[Point-per-instance localization data]
----
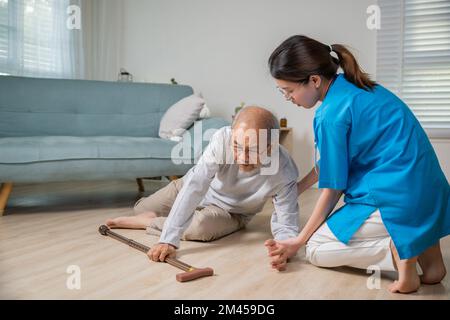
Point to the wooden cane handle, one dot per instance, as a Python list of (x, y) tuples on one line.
[(194, 274)]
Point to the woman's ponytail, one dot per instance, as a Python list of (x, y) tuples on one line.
[(351, 68)]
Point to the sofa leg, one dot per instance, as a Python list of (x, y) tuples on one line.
[(140, 183), (5, 191)]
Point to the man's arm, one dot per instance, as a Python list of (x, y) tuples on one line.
[(285, 219), (307, 181), (195, 186)]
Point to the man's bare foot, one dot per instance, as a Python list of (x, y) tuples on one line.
[(432, 265), (140, 221), (408, 279)]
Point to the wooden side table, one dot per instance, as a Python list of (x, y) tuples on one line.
[(286, 138)]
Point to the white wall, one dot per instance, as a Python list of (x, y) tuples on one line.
[(221, 49)]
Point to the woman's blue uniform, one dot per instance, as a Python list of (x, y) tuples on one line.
[(374, 149)]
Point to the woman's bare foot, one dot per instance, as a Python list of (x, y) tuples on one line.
[(408, 279), (432, 265), (140, 221)]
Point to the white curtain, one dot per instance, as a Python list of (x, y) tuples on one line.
[(35, 40), (102, 38)]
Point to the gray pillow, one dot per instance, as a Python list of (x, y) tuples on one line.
[(180, 116)]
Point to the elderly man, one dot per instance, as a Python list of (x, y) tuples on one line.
[(224, 190)]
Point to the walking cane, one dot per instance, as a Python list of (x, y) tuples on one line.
[(190, 273)]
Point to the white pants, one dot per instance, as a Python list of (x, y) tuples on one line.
[(369, 246)]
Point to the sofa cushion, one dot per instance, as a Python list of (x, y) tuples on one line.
[(55, 148), (83, 108), (181, 116)]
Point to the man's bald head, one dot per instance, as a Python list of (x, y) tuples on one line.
[(251, 136)]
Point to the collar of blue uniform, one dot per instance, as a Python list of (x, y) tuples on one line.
[(331, 91)]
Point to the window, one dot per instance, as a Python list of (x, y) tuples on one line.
[(34, 39), (413, 58)]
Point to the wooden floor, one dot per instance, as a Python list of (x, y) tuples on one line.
[(49, 227)]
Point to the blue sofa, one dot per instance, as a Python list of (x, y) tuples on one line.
[(65, 130)]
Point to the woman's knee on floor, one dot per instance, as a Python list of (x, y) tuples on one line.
[(139, 207), (202, 228)]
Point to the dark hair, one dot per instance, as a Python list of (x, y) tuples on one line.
[(299, 57)]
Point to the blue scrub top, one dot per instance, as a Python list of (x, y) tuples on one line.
[(374, 149)]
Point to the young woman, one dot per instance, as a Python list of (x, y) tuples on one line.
[(374, 151)]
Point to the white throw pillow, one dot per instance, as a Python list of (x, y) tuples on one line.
[(180, 116)]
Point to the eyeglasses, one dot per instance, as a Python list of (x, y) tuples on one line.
[(288, 95)]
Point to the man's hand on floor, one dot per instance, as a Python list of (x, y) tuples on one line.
[(160, 251)]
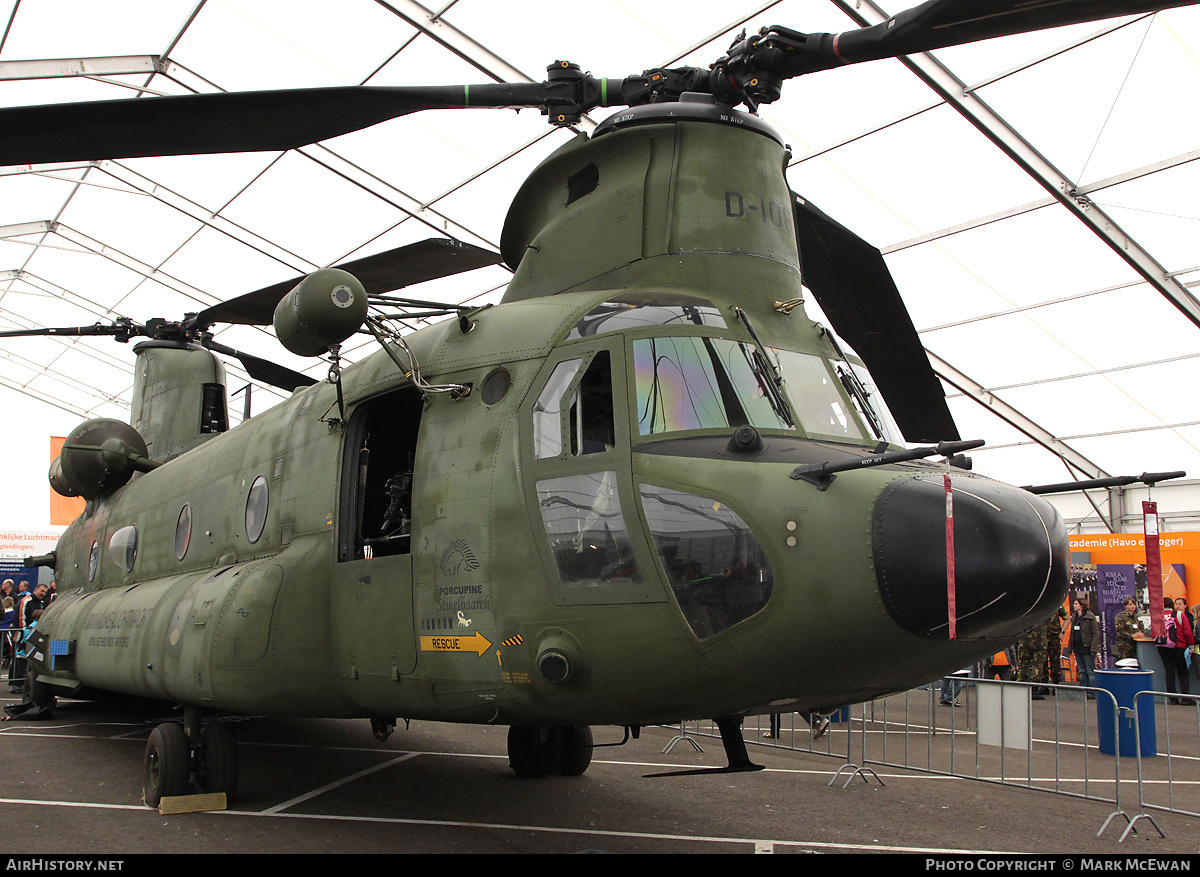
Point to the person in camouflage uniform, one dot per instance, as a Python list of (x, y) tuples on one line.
[(1127, 625)]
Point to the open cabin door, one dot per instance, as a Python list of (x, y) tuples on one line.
[(372, 600)]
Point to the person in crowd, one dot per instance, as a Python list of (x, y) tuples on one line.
[(1171, 649), (1085, 642), (1127, 626), (28, 612), (6, 619)]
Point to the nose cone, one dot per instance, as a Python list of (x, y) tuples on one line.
[(1011, 557)]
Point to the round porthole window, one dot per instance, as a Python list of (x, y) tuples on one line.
[(123, 547), (256, 509), (496, 386), (183, 532)]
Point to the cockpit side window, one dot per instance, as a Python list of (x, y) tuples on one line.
[(579, 403), (593, 430), (718, 571)]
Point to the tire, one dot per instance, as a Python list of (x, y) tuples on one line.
[(556, 750), (528, 754), (167, 764), (216, 769), (576, 754)]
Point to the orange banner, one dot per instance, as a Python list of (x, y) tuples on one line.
[(63, 509)]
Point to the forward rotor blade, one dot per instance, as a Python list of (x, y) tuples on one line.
[(228, 121), (382, 272), (852, 283), (941, 23)]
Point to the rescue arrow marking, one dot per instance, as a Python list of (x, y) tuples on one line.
[(477, 642)]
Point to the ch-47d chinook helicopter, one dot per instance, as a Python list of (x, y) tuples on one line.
[(643, 488)]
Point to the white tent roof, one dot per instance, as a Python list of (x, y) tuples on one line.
[(1047, 335)]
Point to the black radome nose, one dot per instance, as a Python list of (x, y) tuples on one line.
[(1011, 557)]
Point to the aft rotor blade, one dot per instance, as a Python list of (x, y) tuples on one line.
[(382, 272), (852, 283), (70, 331), (264, 370), (228, 121), (941, 23)]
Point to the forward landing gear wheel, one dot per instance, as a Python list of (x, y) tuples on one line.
[(216, 764), (555, 750), (167, 764), (576, 754)]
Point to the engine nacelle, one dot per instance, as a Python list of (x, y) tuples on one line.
[(323, 310), (97, 457)]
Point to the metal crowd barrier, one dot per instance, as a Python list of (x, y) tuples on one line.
[(1036, 736)]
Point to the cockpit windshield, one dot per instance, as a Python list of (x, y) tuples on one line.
[(702, 383)]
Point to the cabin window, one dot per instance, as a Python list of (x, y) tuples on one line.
[(699, 383), (123, 547), (718, 571), (256, 509), (496, 386), (587, 530), (183, 532)]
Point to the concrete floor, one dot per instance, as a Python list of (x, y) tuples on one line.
[(72, 785)]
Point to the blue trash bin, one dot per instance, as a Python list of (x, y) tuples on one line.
[(1125, 684)]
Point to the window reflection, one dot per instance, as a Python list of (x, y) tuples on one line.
[(815, 396), (694, 383), (587, 530), (718, 571)]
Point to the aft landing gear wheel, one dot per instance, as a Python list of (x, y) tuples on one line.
[(216, 763), (556, 750), (167, 763)]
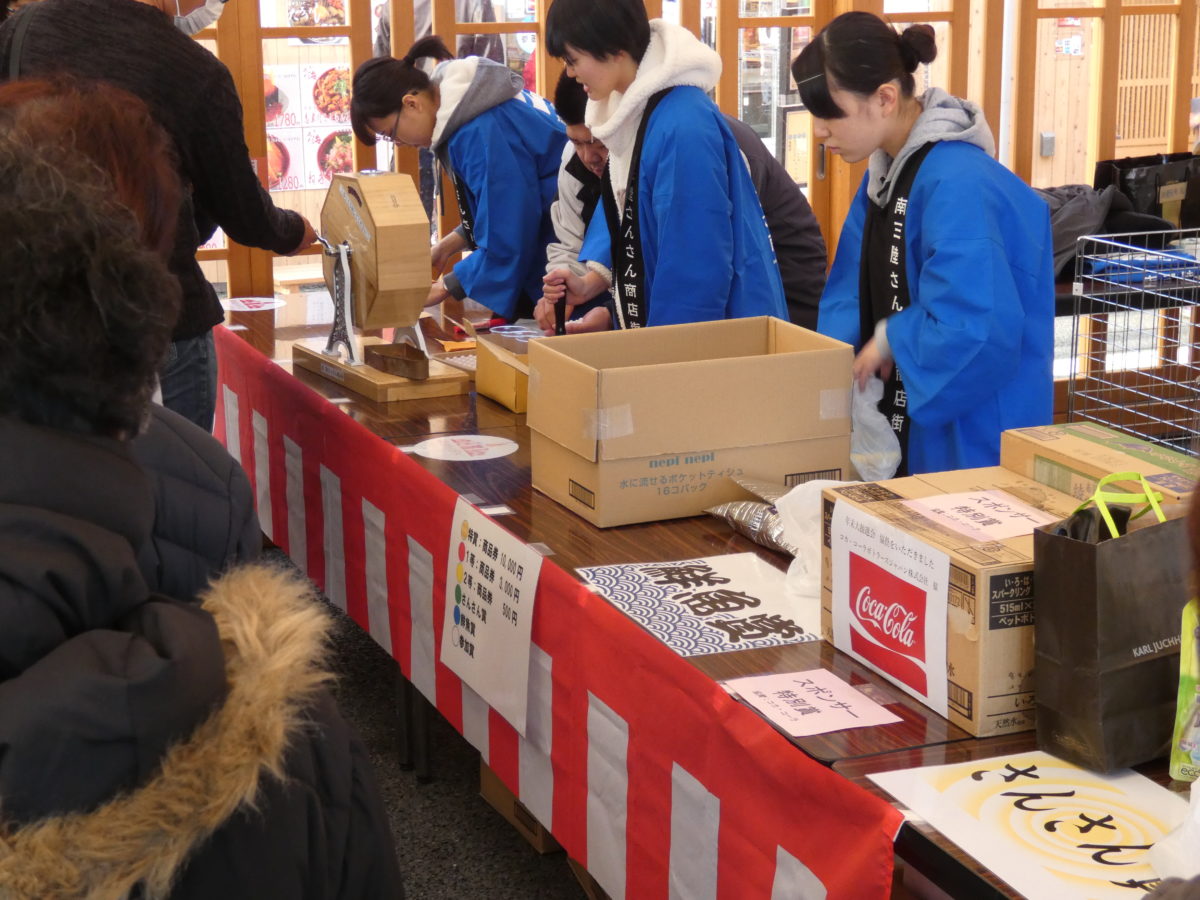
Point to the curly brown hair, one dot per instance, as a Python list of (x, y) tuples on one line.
[(85, 307), (115, 130)]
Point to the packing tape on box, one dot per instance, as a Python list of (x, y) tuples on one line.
[(609, 423), (835, 403)]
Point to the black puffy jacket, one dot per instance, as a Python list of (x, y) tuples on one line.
[(151, 747)]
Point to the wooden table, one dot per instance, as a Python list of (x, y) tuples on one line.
[(576, 543), (921, 738)]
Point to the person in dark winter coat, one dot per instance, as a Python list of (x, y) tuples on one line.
[(204, 520), (192, 96), (151, 747)]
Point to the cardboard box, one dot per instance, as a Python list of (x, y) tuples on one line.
[(988, 600), (1074, 456), (504, 802), (651, 424), (502, 371)]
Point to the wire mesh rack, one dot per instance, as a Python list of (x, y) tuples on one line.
[(1137, 360)]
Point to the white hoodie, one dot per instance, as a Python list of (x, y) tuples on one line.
[(943, 118), (673, 58)]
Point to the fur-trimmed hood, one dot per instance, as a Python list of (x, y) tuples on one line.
[(673, 58), (273, 636)]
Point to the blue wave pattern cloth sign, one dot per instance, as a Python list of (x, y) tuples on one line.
[(709, 605)]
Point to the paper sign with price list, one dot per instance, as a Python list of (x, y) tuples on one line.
[(491, 581)]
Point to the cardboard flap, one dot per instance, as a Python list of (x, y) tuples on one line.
[(502, 354), (718, 403), (562, 399)]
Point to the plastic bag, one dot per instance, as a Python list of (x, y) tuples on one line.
[(874, 445), (801, 514)]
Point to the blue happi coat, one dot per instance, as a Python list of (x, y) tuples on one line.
[(976, 346)]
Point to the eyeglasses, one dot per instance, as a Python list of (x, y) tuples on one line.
[(390, 137)]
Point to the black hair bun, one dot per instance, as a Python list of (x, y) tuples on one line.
[(918, 45)]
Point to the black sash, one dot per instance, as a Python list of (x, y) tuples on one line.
[(465, 214), (628, 263), (883, 286), (591, 185)]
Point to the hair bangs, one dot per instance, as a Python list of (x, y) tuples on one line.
[(809, 72)]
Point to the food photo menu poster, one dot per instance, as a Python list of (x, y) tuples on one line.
[(307, 125)]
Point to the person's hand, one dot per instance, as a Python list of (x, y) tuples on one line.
[(598, 319), (438, 293), (449, 246), (562, 285), (870, 360), (307, 239)]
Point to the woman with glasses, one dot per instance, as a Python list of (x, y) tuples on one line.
[(502, 147)]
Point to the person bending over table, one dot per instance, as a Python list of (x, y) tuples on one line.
[(795, 233), (943, 279), (682, 220), (502, 147)]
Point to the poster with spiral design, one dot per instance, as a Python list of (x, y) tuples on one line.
[(708, 605), (1048, 828)]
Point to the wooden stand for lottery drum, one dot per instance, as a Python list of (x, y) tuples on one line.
[(381, 216)]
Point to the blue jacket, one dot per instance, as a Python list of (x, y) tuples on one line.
[(508, 160), (706, 247), (976, 345)]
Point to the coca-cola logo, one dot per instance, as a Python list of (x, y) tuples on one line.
[(888, 622), (893, 619)]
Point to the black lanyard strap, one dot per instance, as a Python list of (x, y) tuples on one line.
[(883, 286), (633, 305)]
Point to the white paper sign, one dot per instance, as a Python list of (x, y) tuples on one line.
[(816, 702), (711, 605), (1048, 828), (982, 515), (889, 603), (491, 581)]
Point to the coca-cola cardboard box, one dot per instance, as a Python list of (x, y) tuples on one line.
[(929, 581)]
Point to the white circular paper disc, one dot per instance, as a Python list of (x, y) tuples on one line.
[(465, 448)]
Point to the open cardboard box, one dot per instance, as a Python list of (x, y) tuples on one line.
[(651, 424)]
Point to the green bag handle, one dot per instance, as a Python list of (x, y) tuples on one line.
[(1102, 498)]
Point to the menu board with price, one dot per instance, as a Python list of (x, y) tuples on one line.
[(307, 125), (491, 581)]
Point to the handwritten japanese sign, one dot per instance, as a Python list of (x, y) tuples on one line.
[(711, 605), (815, 702), (491, 581), (982, 515), (1044, 826), (889, 603)]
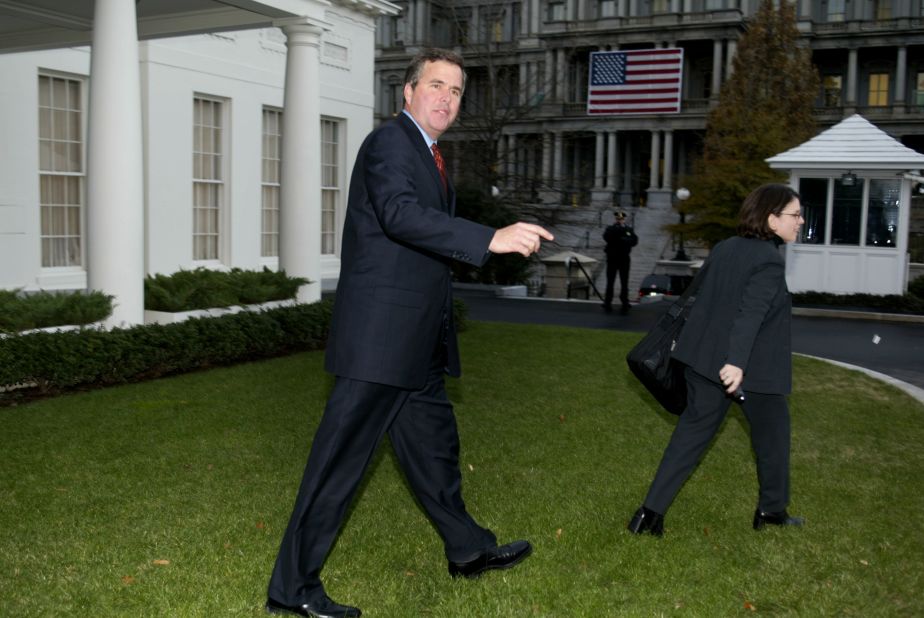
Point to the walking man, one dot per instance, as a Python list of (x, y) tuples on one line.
[(392, 340), (620, 238)]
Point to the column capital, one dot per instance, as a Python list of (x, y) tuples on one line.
[(303, 30)]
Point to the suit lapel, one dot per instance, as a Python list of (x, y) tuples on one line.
[(447, 202)]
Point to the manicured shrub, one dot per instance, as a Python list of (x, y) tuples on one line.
[(202, 288), (56, 361), (21, 311)]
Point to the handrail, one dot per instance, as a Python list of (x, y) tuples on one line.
[(588, 277)]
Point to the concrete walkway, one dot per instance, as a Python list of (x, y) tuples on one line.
[(889, 347)]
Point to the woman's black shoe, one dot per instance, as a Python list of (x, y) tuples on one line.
[(762, 518), (646, 520)]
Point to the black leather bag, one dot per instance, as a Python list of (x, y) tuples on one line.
[(650, 360)]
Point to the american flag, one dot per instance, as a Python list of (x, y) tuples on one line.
[(645, 81)]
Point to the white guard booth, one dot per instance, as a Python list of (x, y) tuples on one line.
[(855, 181)]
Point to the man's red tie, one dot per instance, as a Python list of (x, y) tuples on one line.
[(440, 164)]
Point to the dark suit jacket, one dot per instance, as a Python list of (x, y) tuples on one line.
[(742, 316), (399, 238)]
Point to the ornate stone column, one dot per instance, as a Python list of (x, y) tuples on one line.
[(300, 181), (115, 236)]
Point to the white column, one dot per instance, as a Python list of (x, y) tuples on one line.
[(422, 20), (731, 49), (115, 189), (666, 181), (612, 164), (511, 160), (299, 191), (558, 158), (627, 173), (716, 69), (901, 67), (534, 17), (523, 77), (599, 160), (655, 159), (561, 76), (547, 158), (852, 77)]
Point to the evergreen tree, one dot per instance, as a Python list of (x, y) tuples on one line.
[(764, 108)]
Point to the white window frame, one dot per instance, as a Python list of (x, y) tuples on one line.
[(208, 179), (69, 174), (270, 169), (332, 179)]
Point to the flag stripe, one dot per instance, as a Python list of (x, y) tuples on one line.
[(635, 82)]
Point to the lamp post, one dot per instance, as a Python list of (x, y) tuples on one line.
[(682, 194)]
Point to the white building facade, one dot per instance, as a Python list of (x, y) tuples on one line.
[(233, 151)]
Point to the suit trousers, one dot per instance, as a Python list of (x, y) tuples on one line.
[(707, 404), (614, 266), (422, 429)]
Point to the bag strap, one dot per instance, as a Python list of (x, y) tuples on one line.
[(689, 294)]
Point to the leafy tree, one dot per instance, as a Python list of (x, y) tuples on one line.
[(508, 269), (764, 108)]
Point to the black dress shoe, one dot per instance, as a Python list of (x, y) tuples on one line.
[(762, 518), (501, 557), (323, 607), (646, 520)]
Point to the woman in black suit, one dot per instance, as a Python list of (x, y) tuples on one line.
[(737, 337)]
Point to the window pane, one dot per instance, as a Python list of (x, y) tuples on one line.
[(878, 89), (882, 215), (832, 88), (845, 218), (44, 91), (814, 192)]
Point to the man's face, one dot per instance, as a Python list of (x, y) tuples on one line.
[(434, 102)]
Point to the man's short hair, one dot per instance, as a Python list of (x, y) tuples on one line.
[(415, 68)]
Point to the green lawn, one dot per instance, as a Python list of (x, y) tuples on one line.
[(169, 498)]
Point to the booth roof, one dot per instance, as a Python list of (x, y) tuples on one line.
[(854, 143)]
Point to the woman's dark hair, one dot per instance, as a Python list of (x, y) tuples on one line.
[(415, 68), (765, 200)]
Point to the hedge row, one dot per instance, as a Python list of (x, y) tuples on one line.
[(57, 361)]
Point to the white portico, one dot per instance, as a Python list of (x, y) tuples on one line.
[(855, 181), (100, 182)]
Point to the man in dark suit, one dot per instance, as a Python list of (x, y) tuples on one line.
[(392, 340), (620, 238)]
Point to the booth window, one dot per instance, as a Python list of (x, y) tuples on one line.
[(841, 200), (882, 215), (814, 192)]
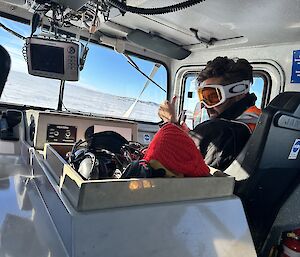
----
#### Task to complete:
Retype only the lines from the line with "Point to the leafy" through the last line of the data. Keep both ends and skip the pictures.

#### Answer area:
Point to the leafy tree, one dot per instance, as a Python list of (x, y) tuples on one line.
[(508, 269), (764, 108)]
Point to the black dress shoe, one dot per instance, as a Python list of (x, y) tuples on one line.
[(762, 518), (501, 557), (323, 607), (646, 520)]
Point to the woman in black suit, one dot per instance, as a Python list of (x, y) tuples on one line.
[(737, 337)]
Point to the window pane, one dot per instance, as a Python list of (x, y) tuples on one line.
[(878, 89), (882, 215), (832, 88), (845, 218), (44, 91), (814, 192)]
Point to the man's face, one dot per instance, as a Python list of (x, y) tuples on one line.
[(434, 102)]
Point to the man's short hair, one dot per instance, as a Python list of (x, y) tuples on one line.
[(415, 68)]
Point to the green lawn, one dot per instance, as a Python list of (x, y) tuples on one line.
[(169, 498)]
Point to the booth roof, one dot per instance, as a Python list of (x, y) tuples on one line.
[(854, 143)]
Point to the woman's dark hair, one dot per instance, as a Python list of (x, y) tuples on one line.
[(415, 68), (765, 200)]
Point to the hedge row, one dot per instance, as a Python list of (x, y) tuples on one line.
[(57, 361)]
Point to the white portico, one dot per instance, as a Python list of (x, y) tuples on one line.
[(855, 181), (100, 182)]
Point to the man in dark suit, one dot per instance, as a Python list of (x, y) tuples on one line.
[(392, 340), (620, 238)]
Point to the booth window, one dot per instance, as a Python list of (x, y) tuples on one line.
[(841, 200), (882, 215), (814, 192)]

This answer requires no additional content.